Excerpts from location labeling data
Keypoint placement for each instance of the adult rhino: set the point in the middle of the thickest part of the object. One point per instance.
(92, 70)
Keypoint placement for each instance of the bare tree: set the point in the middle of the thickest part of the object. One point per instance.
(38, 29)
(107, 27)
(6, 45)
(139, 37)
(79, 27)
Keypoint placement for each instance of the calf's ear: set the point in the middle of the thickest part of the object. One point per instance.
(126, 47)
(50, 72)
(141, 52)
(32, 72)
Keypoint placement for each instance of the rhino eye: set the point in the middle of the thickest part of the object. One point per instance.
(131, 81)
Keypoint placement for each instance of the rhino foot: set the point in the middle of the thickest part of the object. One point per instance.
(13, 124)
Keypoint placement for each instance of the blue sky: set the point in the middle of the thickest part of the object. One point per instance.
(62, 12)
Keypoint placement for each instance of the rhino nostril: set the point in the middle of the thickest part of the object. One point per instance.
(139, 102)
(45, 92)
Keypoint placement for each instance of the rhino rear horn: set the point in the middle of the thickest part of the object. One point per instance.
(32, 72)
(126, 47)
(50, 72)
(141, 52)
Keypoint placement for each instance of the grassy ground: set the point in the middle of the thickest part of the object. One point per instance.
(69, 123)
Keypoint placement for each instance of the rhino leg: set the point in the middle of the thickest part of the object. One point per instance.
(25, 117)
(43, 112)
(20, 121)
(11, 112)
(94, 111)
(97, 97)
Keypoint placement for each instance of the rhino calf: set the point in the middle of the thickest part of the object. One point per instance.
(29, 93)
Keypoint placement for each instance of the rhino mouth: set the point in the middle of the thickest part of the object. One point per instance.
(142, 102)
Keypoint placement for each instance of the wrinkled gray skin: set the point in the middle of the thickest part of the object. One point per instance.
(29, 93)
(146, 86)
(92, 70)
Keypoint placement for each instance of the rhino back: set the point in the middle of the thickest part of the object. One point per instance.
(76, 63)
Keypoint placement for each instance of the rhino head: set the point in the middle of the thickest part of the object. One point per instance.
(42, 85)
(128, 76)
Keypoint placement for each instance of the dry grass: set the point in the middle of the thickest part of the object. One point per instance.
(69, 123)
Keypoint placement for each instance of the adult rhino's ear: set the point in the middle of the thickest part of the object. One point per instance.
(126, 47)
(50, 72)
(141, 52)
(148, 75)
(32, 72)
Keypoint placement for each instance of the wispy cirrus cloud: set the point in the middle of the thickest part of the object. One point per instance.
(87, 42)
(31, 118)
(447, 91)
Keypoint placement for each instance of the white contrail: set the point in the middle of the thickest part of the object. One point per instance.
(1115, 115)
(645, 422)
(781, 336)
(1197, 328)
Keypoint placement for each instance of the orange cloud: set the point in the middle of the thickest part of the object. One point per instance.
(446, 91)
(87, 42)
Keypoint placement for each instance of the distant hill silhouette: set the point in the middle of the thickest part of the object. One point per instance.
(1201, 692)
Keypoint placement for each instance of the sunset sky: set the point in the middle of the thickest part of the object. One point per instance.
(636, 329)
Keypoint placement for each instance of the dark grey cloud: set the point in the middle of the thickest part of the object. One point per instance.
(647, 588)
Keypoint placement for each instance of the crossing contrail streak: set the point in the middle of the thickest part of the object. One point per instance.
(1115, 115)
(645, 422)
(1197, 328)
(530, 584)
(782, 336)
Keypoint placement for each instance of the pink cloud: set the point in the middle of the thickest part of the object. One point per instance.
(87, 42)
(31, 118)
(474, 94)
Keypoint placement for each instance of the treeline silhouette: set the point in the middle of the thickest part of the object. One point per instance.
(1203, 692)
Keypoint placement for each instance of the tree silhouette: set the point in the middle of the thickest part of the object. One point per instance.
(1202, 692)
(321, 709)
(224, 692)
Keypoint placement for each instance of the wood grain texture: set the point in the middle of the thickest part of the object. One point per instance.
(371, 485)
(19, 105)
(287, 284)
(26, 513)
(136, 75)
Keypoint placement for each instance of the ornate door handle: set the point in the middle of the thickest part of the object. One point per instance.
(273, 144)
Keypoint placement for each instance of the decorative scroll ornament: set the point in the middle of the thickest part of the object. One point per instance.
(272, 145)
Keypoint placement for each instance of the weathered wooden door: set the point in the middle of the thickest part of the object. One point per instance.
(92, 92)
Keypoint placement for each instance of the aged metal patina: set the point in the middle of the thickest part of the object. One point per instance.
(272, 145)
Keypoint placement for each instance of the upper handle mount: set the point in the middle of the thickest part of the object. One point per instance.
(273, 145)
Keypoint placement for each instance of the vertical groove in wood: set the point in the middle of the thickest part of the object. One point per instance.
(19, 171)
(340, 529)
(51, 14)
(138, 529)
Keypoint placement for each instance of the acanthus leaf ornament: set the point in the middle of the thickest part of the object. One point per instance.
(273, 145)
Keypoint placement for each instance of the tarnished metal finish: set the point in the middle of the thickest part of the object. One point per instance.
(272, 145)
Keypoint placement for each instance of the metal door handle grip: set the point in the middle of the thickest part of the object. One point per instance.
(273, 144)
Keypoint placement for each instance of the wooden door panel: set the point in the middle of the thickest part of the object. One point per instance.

» **What is required**
Transcribe the records above line for line, leaving every word and character unchanged.

» **Output of the task**
Keypoint placement for each instance of the adult rhino: set the point in the middle of the thickest part of the object. One point per instance.
(92, 70)
Keypoint placement for each instance of the bare tree: set the point in the middle of the thickest part of the object. One point per instance.
(38, 29)
(107, 27)
(6, 45)
(139, 37)
(79, 27)
Keypoint placement for each instance of the calf's ear: set the point in the middle of the thickest part of the object. One point per instance.
(126, 47)
(50, 72)
(141, 52)
(32, 72)
Keypoint placement for each instance of the rhino eye: set the point in the middle of the thickest part of the object. One point per instance.
(131, 81)
Keypoint placement for each instance of the rhino foot: set the point in the middle of the thickest part of the object. One point per instance.
(13, 124)
Keypoint placement for each instance of the blue sky: set the point in the middle of the thickest part of the object. One point per instance.
(62, 12)
Keypoint placement for each instance of the rhino nostril: set the point in the middle of the thickest part of the object. One point per instance.
(139, 102)
(45, 92)
Keypoint placement for each instance of the rhino rear horn: set the point in the middle of the thickest part of the object. One point per instance.
(32, 72)
(126, 47)
(50, 72)
(141, 52)
Keypoint placement for each instance of the grassy ground: set the point in the middle of the thickest part of the object. One point per instance.
(69, 123)
Keypoint placement for each instance of the rhino leg: set the point in the middle of the thickest part of the object. One point per instance.
(25, 117)
(43, 112)
(20, 121)
(11, 112)
(94, 111)
(97, 97)
Keypoint placement for each instance of the rhino calf: set the point in the middle of the thickest part of the object. One point per instance.
(29, 93)
Keypoint placement for each instance of the rhino mouth: set the point in the middle of the thickest part of the object. One point per instance.
(142, 102)
Keypoint placement for each instance of the wrinkled gray skin: set the point in the middle of the thickest part of the object. One point per instance.
(29, 93)
(146, 86)
(92, 70)
Keypoint placement for each instance of the rhino back: set the point in the middle of the thickest part of the object. One point per instance.
(76, 63)
Keypoint placement for each instance of the rhino head: set the point in the middle of the thickest part of the object. One point per instance.
(42, 85)
(128, 76)
Keypoint placement for each instance of the dry grass: set the point in the middle of the thickest part of the object. One point per instance.
(69, 123)
Keypoint placement for each instance of the adult rhino's ear: set the point in the middle of the thickest part of the object. One point per instance.
(126, 47)
(50, 72)
(141, 52)
(148, 75)
(32, 72)
Keypoint placement for each instance of the wispy cirrus cloud: set the point in the middle of the thickest part of the object. One point per instance.
(87, 42)
(31, 118)
(447, 91)
Keypoint placement for each instance of the white contrail: set the point in the middle of the thickest part of the object. One point per instance.
(1115, 115)
(645, 422)
(781, 336)
(1197, 328)
Keypoint placement for each instance of the orange cloud: set the point in the middle of the thickest part of the object. One point per instance.
(446, 91)
(87, 42)
Keypoint placement for each instance of the distant hill silhouette: set the point in the middle of the thickest part of the object. One point per instance.
(1201, 692)
Keypoint placement for each instance of the sunset sky: set the point in the middle of the thickest part of the object. One point per instance.
(636, 329)
Keypoint placement for each instance of the dark grey cloud: set the point in the middle of the thickest part of the object. One point per instance.
(647, 588)
Keypoint placement for each instance of the crossing contrail streak: set the point in the middle of the thickest part of the object. One point per instance.
(1115, 115)
(645, 422)
(1197, 328)
(530, 584)
(782, 336)
Keypoint placement for each instance of the pink cloud: set the point in the middle of the thickest part of the object. One point per instance.
(87, 42)
(31, 118)
(474, 94)
Keypoint placement for each instance of the treeline silhouette: set the point in the middle of the thickest part of the object. One point per instance.
(1203, 692)
Keypoint placement for each instance of the tree silhouette: set the point in the middle of the thickest part of the object. One point per instance.
(1202, 692)
(321, 709)
(224, 692)
Keypoint placement for each instance of the wood grain texture: set the point in the middle of the thickest part of the object. One point per instance.
(371, 485)
(19, 105)
(287, 284)
(26, 513)
(136, 75)
Keypoint placement for each instance of the ornate door handle: set the point in the middle of the thickest part of the object. One point per instance.
(273, 144)
Keypoint placement for each instance of the decorative scroll ornament: set the point in the middle of the thickest part of the object. One point per instance.
(272, 145)
Keypoint placement for each instance of the weathered wooden door: set the point in the middle of the thickest part of the object. One point per instance.
(92, 92)
Keypoint placement for each instance of the aged metal patina: set the point in the middle of the thickest part of the object. One point per instance.
(272, 145)
Keypoint placement for each instance of the upper handle mount: set the point in the middle of the thickest part of the object. One point per instance.
(273, 145)
Keypoint placement for each instance of the vertical groove in wood: set the point in the middle of the thickest part of the object. One point per instance.
(19, 171)
(340, 529)
(51, 14)
(138, 529)
Keypoint placement for each instance of the acanthus leaf ornament: set the point in the middle of the thickest part of the object. One point per instance.
(273, 145)
Keypoint placement for each instance of the tarnished metal finish: set the point in the middle of the thickest part of the object. One point per instance.
(272, 145)
Keypoint placement for each instance of the metal door handle grip: set the point in the middle of the thickest part of the object. One point per instance.
(273, 144)
Keypoint placement for each instance of the wooden door panel: set the point in the middle of the thickest part of the object. One point per instance.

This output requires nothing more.